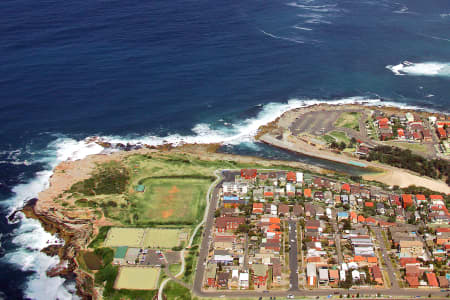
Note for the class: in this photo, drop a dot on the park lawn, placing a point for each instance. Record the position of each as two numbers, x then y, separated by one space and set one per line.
348 120
162 238
416 147
174 269
118 236
137 278
166 200
339 136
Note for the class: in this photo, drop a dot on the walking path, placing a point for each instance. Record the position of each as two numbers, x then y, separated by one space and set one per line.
191 240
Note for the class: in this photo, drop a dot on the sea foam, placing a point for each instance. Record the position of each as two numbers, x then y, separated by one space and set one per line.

(WORK TO BE COMPLETED) Reproduce every row above verbatim, leaving out the pictures.

(SOLUTION TO THE EXERCISE)
Note for the class: in this photo, drop a dot on the park lawn, placing a point for each instance. Record the position of each as two numbers, x then y, separated by one space and set one per line.
348 120
162 238
416 147
174 269
118 236
137 278
166 200
339 136
Note for the class: in this photo, drop a dot on the walking path, placing a point for each instance. Record the position of each as two numbers, x then y, separated by one space and set one per line.
191 240
Note for the class: in this photo, drop a dot on the sea foam, placing a point for each instance. Record the position of each as two numbers, x then y, separated by one space and set one per line.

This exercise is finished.